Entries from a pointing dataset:
————
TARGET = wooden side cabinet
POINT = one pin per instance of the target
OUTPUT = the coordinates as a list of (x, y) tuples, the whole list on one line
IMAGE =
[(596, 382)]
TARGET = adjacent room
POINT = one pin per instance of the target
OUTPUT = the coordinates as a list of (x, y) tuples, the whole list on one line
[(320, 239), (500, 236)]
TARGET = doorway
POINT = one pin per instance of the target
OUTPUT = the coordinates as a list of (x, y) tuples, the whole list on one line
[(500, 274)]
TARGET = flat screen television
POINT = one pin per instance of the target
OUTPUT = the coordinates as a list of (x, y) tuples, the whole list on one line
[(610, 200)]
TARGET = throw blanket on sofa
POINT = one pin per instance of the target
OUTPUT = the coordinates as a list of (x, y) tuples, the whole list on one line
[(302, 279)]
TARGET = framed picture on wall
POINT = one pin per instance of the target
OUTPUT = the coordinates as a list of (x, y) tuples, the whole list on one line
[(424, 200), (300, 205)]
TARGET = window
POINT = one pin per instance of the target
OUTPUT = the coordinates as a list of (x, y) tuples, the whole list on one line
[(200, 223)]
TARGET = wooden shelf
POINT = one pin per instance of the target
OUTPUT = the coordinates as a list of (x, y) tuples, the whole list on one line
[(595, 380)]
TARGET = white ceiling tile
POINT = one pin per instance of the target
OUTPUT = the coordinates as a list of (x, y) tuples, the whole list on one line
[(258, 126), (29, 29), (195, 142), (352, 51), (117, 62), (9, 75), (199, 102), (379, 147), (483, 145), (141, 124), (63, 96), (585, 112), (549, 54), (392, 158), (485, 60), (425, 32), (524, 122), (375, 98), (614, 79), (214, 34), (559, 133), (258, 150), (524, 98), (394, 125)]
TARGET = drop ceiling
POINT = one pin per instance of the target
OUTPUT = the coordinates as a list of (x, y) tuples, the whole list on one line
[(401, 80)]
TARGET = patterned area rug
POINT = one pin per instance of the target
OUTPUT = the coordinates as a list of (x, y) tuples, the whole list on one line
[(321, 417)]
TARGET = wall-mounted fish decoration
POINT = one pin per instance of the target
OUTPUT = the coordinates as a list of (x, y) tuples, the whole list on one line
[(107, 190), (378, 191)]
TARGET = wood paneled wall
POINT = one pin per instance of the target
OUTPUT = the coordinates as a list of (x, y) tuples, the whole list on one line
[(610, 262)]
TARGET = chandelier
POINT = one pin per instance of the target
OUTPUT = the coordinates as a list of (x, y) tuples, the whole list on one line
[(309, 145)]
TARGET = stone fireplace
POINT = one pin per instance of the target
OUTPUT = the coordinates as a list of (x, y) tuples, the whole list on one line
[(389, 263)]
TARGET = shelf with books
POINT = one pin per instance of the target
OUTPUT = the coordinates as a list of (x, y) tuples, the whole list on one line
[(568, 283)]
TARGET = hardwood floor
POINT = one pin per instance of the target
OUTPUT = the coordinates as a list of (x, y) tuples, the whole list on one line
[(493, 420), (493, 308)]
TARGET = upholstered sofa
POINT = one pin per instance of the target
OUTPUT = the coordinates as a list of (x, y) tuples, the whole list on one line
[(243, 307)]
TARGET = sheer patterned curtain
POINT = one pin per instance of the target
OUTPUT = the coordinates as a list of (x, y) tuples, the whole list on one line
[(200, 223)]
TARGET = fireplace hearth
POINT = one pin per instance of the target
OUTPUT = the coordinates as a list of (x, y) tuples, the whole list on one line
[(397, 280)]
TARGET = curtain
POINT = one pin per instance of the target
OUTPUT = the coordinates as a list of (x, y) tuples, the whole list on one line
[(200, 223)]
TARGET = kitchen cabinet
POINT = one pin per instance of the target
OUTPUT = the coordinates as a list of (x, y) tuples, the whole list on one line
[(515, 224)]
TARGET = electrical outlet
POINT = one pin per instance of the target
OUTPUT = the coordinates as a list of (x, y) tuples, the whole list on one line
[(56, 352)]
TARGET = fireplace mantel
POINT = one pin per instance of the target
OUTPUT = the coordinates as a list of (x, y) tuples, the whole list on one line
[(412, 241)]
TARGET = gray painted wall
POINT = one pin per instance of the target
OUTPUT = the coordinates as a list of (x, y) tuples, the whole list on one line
————
WRITTEN EXERCISE: Print all of the entries again, exactly as written.

RESULT:
TARGET = wooden side cabinet
POINT = one pin per instance of the target
OUTPUT = the coordinates as a list of (x, y) tuples, the whole list on one line
IMAGE =
[(596, 382)]
TARGET = adjacent room
POINT = one pin per instance of the target
OUTPUT = the coordinates as a list of (x, y) tuples, the whole list on one line
[(320, 239), (500, 236)]
TARGET = doorway
POINT = one pin per instance of the target
OUTPUT = the coordinates as a list of (x, y) tuples, the whole list on one line
[(500, 274)]
TARGET = flat screen television
POINT = one pin per instance of the target
OUTPUT = the coordinates as a list of (x, y) tuples, the whole list on one line
[(610, 200)]
TARGET = throw blanket on sofa
POINT = one pin per instance of the target
OUTPUT = the coordinates as a list of (x, y) tuples, the whole list on one line
[(302, 279)]
TARGET = framed picture on wall
POINT = one pin per instance of the target
OUTPUT = the coordinates as a list of (x, y) tuples, the whole list on one line
[(424, 200), (300, 205)]
TARGET = window
POINT = one pin per instance of the target
OUTPUT = the coordinates as a list of (x, y) tuples, the whole list on one line
[(200, 223)]
TARGET = wooden shelf
POINT = one pin per instance of the target
OUTPUT = the coordinates as a list of (x, y) tuples, the whole list on one line
[(595, 380)]
TARGET = white ceiling tile
POINT = one pin per instance of the target
OUTPUT = the coordinates as a list of (x, y) tuples, the whole list on one line
[(258, 126), (29, 29), (195, 142), (352, 51), (117, 62), (9, 75), (199, 102), (379, 147), (483, 145), (141, 124), (63, 96), (585, 112), (549, 54), (392, 158), (485, 60), (425, 32), (524, 122), (375, 98), (614, 79), (214, 34), (559, 133), (258, 150), (524, 98), (394, 125)]
TARGET = drop ceiling
POINT = one pin per instance of the target
OUTPUT = the coordinates as a list of (x, y) tuples, the whole list on one line
[(401, 80)]
TARGET = patterned area rug
POINT = one pin per instance of the target
OUTPUT = the coordinates as a list of (x, y) tuples, the whole list on one line
[(321, 417)]
TARGET = wall-mounted fish decoration
POINT = one pin per instance of the target
OUTPUT = the coordinates as a list of (x, y) tuples, the whole list on one line
[(107, 190), (378, 191)]
TARGET = wood paneled wall
POINT = one pin per instance of the target
OUTPUT = the coordinates as a list of (x, y) tuples, the whole list on one line
[(610, 262)]
TARGET = chandelier
POINT = one pin per instance of the target
OUTPUT = the coordinates as a list of (x, y) tuples, the whole list on one line
[(309, 145)]
TARGET = stone fireplace
POINT = one pin per instance of the target
OUTPUT = the coordinates as a list of (x, y) tuples, the whole list on one line
[(389, 263)]
TARGET = shelf with books
POINT = one pin per instance of the target
OUTPUT = the coordinates as a list of (x, y) tuples, the whole list on one line
[(568, 283)]
TARGET = hardwood floor
POINT = one pin per instance of the target
OUTPUT = the coordinates as a list of (x, y) tuples, the whole list on one line
[(493, 420), (493, 308)]
TARGET = upholstered sofa
POINT = one pin per instance of the target
OUTPUT = the coordinates as a list of (x, y) tuples, the whole list on one line
[(243, 307)]
TARGET = sheer patterned curtain
POINT = one pin per instance of the target
OUTPUT = the coordinates as a list of (x, y) tuples, the whole list on one line
[(200, 223)]
TARGET = fireplace hearth
POINT = one pin per instance of the target
OUTPUT = the coordinates as a list of (x, y) tuples, the whole list on one line
[(397, 280)]
TARGET = curtain
POINT = one pin per instance of the target
OUTPUT = the coordinates as a list of (x, y) tuples, the whole list on one line
[(200, 223)]
TARGET = kitchen cabinet
POINT = one pin per instance of the target
OUTPUT = the coordinates as a list of (x, y) tuples, the whole list on one line
[(515, 224)]
TARGET = electrical outlet
POINT = one pin per instance of the target
OUTPUT = the coordinates as a list of (x, y) tuples, the whole list on one line
[(56, 352)]
TARGET = fireplace mantel
POINT = one pin per instance of the target
OUTPUT = the coordinates as a list of (x, y) tuples, the whole list on one line
[(412, 241)]
TARGET = gray painted wall
POINT = one pin per instance of the target
OUTPUT = the coordinates as a list of (x, y) tuples, the whole list on one line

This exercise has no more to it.